# Texto selecionado
....................
A voz era arrepiante. Chico ia dizer a verdade, quando Emmanuel o aconselhou a trocar o "não" por um "sim" estratégico.
- Chamei, sim, senhor.
- E o que você quer?
Chico arriscou uma resposta política:
- É que a vida está tão difícil que eu queria que o senhor me abençoasse em nome de Deus ou em nome das forças em que o senhor crê.
O recém-chegado perdeu o rebolado e insultou:
- É só a gente aparecer que você cai de joelhos.
Depois sumiu.
As provações se sucediam.
Na noite de 11 de setembro de 1948, Chico Xavier e um amigo, Isaltino Silveira, admiravam Pedro Leopoldo do alto de um morro, na beira de um riacho. Sentado numa pedra, sob a luz de um poste, Chico lançava sobre o papel um poema assinado por Cruz e Sousa. Isaltino substituía as páginas preenchidas por outras em branco. Os dois estavam às voltas com o poeta do além quando escutaram um barulho no mato. Eram passos. O amigo de Chico olhou para trás e levou um susto: um homem enorme, com olhos injetados, avançava na direção deles com um pedaço de pau na mão.
....................
# Informações fornecidas
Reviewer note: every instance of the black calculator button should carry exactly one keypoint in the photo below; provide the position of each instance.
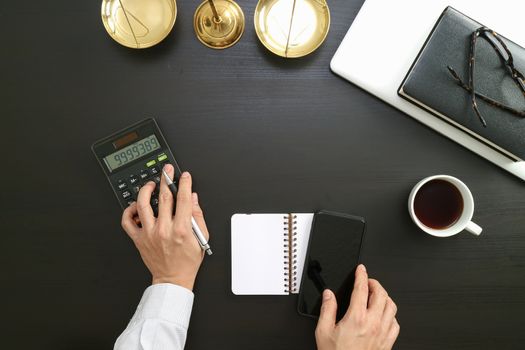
(154, 202)
(122, 185)
(133, 180)
(126, 194)
(154, 170)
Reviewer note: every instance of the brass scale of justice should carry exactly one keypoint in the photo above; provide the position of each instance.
(288, 28)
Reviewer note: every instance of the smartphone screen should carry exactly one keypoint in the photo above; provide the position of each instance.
(331, 261)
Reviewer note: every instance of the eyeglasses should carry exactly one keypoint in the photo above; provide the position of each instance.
(506, 56)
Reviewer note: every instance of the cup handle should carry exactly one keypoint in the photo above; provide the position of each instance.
(473, 228)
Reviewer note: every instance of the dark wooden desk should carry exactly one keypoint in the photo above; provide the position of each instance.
(259, 133)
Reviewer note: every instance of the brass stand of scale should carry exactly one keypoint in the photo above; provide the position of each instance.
(138, 24)
(218, 24)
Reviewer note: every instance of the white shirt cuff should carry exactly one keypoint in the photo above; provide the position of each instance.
(167, 302)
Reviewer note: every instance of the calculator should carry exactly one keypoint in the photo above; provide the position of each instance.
(132, 157)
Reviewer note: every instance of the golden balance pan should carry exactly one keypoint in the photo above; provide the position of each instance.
(292, 28)
(138, 23)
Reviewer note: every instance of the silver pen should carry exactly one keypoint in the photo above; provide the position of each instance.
(196, 229)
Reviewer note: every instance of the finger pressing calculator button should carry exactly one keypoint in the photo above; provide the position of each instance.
(133, 179)
(121, 184)
(154, 170)
(144, 174)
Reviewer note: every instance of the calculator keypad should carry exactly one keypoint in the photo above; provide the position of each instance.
(130, 187)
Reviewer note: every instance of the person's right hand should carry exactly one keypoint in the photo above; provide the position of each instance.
(166, 243)
(369, 322)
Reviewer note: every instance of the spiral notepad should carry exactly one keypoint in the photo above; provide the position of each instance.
(268, 252)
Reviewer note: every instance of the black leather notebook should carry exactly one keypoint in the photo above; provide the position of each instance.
(430, 85)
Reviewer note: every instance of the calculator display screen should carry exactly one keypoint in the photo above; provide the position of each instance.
(132, 152)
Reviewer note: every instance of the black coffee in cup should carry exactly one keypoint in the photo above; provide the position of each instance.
(438, 204)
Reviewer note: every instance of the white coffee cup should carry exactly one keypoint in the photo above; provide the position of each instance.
(464, 222)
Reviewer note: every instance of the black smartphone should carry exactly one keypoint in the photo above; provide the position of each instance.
(333, 254)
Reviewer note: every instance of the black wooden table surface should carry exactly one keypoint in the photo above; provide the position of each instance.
(260, 134)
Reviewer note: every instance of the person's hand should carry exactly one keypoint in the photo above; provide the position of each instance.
(167, 244)
(369, 322)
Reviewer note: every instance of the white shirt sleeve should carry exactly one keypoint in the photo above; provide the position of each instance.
(160, 321)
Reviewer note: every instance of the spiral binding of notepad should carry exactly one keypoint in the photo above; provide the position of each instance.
(290, 253)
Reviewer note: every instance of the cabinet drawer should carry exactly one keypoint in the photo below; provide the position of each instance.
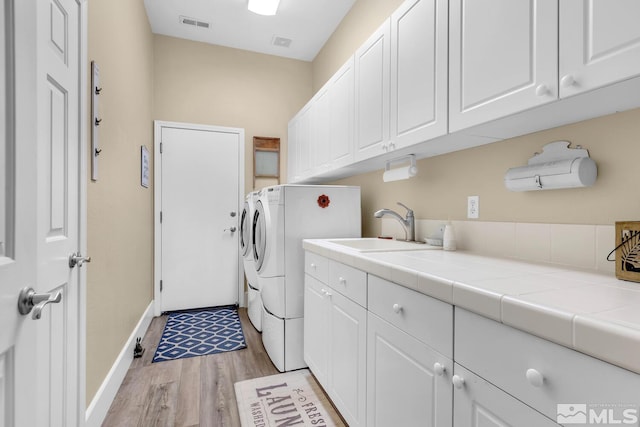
(538, 372)
(316, 266)
(423, 317)
(349, 281)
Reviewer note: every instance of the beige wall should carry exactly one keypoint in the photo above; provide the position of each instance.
(362, 20)
(442, 185)
(215, 85)
(120, 211)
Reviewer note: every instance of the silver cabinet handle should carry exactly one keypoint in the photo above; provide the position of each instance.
(77, 259)
(28, 300)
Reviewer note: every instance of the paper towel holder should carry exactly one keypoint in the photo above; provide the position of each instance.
(558, 166)
(402, 172)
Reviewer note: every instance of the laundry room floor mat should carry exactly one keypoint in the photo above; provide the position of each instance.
(200, 332)
(292, 398)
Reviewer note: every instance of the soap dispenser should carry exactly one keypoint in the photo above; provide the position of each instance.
(449, 238)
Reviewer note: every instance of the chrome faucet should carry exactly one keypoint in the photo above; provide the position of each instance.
(408, 223)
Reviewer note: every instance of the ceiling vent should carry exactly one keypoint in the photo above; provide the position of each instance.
(193, 22)
(281, 41)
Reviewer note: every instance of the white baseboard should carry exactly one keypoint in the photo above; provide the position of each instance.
(97, 410)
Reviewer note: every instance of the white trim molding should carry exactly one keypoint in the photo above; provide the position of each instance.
(97, 410)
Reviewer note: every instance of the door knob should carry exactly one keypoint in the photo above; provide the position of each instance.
(77, 259)
(567, 81)
(28, 300)
(458, 381)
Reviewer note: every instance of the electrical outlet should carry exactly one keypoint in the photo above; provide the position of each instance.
(473, 207)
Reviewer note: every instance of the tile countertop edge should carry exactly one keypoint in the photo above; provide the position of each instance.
(609, 341)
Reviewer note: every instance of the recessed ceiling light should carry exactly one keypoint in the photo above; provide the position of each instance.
(263, 7)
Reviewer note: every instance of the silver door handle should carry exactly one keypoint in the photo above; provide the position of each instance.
(28, 300)
(77, 259)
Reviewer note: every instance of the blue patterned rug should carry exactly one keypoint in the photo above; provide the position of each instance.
(200, 332)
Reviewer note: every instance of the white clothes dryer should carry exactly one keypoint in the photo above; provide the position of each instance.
(284, 216)
(254, 301)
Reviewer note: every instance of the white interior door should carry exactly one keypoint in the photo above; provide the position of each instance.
(200, 198)
(40, 212)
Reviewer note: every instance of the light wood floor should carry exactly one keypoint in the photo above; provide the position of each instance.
(196, 391)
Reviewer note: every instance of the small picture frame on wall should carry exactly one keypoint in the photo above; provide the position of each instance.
(628, 250)
(144, 166)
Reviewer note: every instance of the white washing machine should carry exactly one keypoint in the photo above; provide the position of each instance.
(284, 215)
(254, 301)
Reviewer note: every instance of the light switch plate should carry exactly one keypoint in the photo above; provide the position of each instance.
(473, 207)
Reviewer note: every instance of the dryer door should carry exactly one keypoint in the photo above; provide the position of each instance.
(259, 235)
(245, 230)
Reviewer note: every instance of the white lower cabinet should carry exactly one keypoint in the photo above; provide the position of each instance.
(408, 383)
(478, 403)
(390, 356)
(538, 374)
(335, 334)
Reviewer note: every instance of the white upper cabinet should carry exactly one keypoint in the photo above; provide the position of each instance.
(292, 151)
(320, 154)
(341, 113)
(372, 68)
(303, 142)
(418, 72)
(599, 43)
(503, 58)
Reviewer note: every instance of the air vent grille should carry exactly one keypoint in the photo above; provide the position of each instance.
(281, 41)
(194, 22)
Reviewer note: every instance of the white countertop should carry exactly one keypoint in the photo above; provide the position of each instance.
(590, 312)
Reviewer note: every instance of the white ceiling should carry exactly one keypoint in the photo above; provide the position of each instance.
(308, 23)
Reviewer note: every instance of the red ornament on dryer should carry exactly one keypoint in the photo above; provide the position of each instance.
(323, 201)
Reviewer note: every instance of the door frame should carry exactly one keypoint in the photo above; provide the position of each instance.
(83, 176)
(157, 199)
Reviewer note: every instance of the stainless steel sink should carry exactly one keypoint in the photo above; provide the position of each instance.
(381, 245)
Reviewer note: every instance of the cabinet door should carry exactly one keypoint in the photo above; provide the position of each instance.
(292, 151)
(372, 66)
(316, 328)
(320, 150)
(348, 359)
(599, 43)
(341, 113)
(418, 72)
(303, 141)
(503, 58)
(402, 387)
(479, 403)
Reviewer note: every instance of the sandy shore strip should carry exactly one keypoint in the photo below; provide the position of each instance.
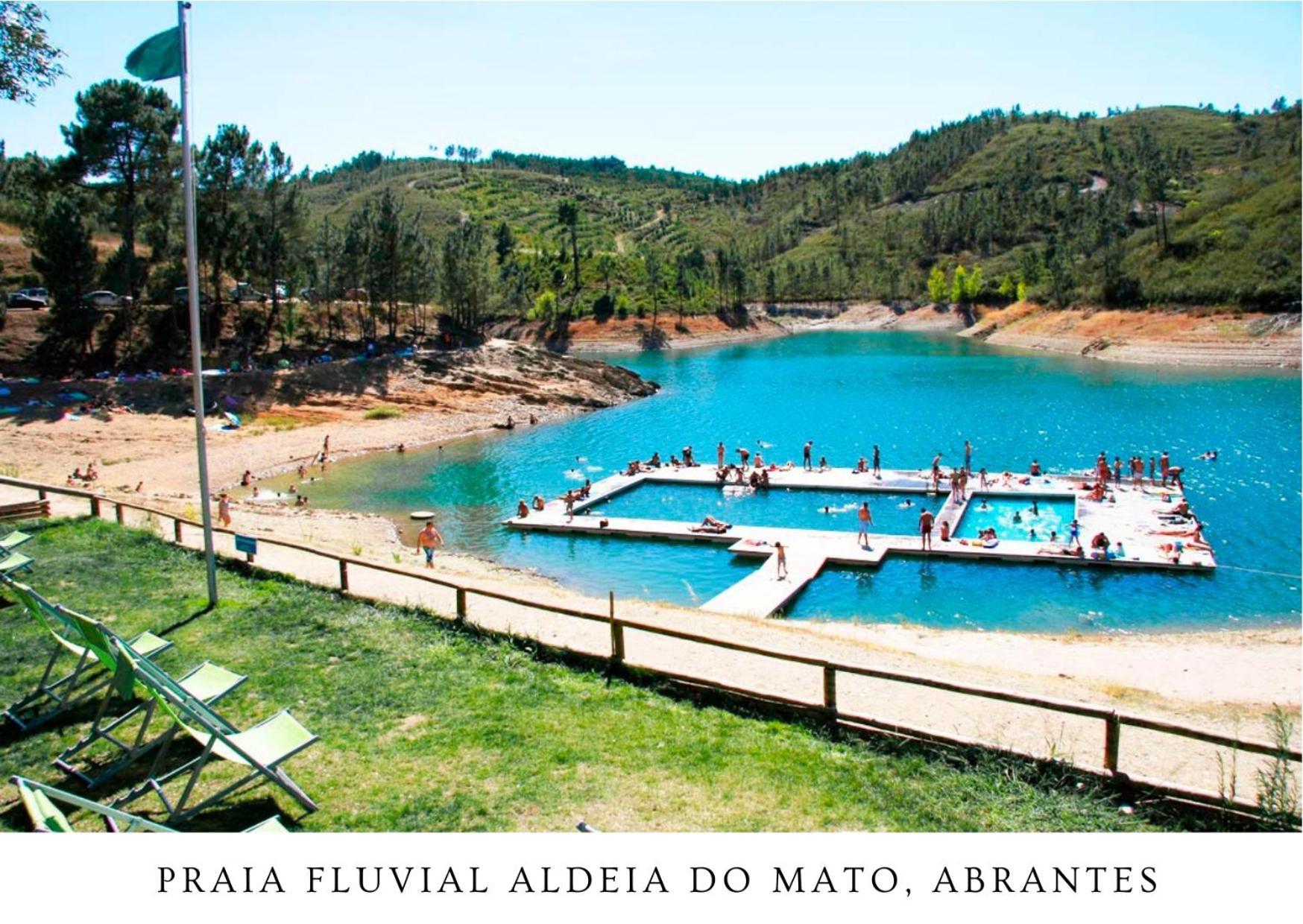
(1217, 680)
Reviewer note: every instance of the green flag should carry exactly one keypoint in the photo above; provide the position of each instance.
(157, 57)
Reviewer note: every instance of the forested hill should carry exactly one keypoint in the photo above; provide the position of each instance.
(1160, 206)
(1151, 206)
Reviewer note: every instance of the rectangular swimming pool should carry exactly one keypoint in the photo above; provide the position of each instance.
(794, 508)
(1026, 518)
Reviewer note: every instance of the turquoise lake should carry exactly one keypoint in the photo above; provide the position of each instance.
(914, 395)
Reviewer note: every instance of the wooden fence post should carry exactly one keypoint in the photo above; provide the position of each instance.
(1111, 742)
(830, 692)
(616, 638)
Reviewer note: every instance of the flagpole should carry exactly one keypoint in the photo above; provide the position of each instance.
(192, 276)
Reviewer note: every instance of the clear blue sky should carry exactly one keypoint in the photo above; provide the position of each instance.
(730, 89)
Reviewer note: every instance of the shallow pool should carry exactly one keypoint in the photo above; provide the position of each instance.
(790, 507)
(1031, 518)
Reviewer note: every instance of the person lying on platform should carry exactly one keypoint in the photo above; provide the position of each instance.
(710, 525)
(1071, 551)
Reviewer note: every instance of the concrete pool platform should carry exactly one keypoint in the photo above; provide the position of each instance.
(1130, 519)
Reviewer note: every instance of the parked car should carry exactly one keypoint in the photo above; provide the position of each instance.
(101, 299)
(181, 296)
(24, 300)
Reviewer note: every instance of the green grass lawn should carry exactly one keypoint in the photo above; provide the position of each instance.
(429, 727)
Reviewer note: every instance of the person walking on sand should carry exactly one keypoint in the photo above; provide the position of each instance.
(428, 539)
(865, 522)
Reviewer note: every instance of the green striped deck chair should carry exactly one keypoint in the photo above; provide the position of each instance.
(13, 563)
(46, 816)
(206, 683)
(85, 680)
(258, 751)
(13, 539)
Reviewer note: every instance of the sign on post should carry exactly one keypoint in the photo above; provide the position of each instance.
(247, 545)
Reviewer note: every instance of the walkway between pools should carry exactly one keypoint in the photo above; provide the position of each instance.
(1130, 518)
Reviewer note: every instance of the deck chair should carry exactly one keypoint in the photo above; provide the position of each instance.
(13, 563)
(258, 751)
(13, 539)
(206, 683)
(85, 680)
(47, 817)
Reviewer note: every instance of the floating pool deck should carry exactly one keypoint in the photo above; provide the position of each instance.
(1130, 519)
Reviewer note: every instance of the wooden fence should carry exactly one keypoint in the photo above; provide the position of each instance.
(1111, 721)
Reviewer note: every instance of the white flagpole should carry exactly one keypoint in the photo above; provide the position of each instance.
(192, 276)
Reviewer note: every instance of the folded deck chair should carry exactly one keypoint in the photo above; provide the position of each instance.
(85, 680)
(47, 817)
(206, 683)
(13, 562)
(13, 539)
(258, 751)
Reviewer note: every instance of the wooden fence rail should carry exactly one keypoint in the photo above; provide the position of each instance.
(1113, 721)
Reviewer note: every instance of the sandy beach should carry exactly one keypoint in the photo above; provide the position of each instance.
(1225, 680)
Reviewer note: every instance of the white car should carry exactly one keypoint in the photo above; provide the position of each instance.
(102, 299)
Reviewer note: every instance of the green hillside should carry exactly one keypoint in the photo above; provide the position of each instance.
(1161, 206)
(1010, 192)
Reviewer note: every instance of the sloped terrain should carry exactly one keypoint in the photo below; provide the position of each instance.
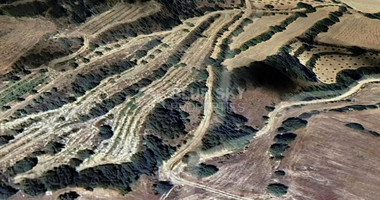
(197, 99)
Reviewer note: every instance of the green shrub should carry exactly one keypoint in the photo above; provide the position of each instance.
(162, 187)
(355, 126)
(204, 170)
(22, 166)
(279, 173)
(293, 123)
(277, 189)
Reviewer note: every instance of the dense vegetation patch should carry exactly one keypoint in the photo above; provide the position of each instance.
(105, 131)
(232, 127)
(22, 166)
(54, 147)
(168, 119)
(277, 189)
(205, 170)
(293, 123)
(6, 190)
(72, 195)
(4, 139)
(113, 176)
(162, 187)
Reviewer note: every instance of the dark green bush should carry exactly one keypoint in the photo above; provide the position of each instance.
(22, 166)
(285, 138)
(162, 187)
(54, 147)
(72, 195)
(4, 139)
(277, 189)
(278, 149)
(355, 126)
(279, 173)
(293, 123)
(6, 191)
(204, 170)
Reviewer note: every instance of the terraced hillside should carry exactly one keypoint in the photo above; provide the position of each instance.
(160, 99)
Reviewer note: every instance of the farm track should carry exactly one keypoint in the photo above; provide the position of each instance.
(127, 119)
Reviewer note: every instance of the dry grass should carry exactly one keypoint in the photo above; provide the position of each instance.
(259, 26)
(368, 6)
(17, 36)
(332, 161)
(327, 67)
(262, 50)
(354, 30)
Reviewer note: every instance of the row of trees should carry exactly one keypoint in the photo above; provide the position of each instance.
(113, 176)
(174, 59)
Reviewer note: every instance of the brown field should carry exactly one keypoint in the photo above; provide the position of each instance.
(354, 30)
(284, 5)
(328, 66)
(327, 160)
(259, 26)
(331, 161)
(368, 6)
(271, 47)
(325, 156)
(17, 36)
(252, 102)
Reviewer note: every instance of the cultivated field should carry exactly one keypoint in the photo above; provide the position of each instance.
(255, 99)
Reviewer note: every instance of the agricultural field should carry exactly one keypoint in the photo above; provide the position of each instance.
(206, 99)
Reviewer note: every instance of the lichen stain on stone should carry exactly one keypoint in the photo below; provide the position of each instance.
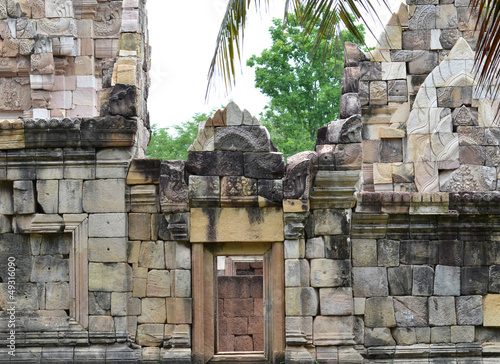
....................
# Tarefa proposta
Dê continuidade ao texto sobre Chico Xavier, começando logo após a última frase apresentada.

# Resultado da tarefa
Isaltino levantou-se rápido e se preparou para enfrentar o agressor. Chico, já escaldado, continuou sentado. Sugeriu arma mais contundente: uma boa reza para emitir vibrações positivas. A poucos metros, o agressor parou e começou a balbuciar com a língua enrolada e os olhos fixos em Chico:
- Esta luz nas suas pernas..., esta luz nas suas pernas...
Chico aconselhou:
- Vá para casa e fique na paz de Deus, meu filho.
Isaltino, já refeito do susto, viu o homem dar meia-volta e ficou perplexo diante de um fato insólito. O mato, em um raio de cinco metros ao redor do agressor, ficou todo amassado enquanto ele caminhava.
Chico Xavier tentou explicar a história toda: o homem era um médium poderoso, embora descuidado, e tinha sido arrancado da cama por espíritos obsessores, interessados em assassinar os dois e jogar seus corpos no rio. O plano daria certo se os benfeitores espirituais não tivessem envolvido a dupla com um cinturão de luz.
Isaltino ainda estava perplexo. Por que o agressor se referiu à luz nas pernas de Chico? A resposta veio rápida, como se fosse óbvia.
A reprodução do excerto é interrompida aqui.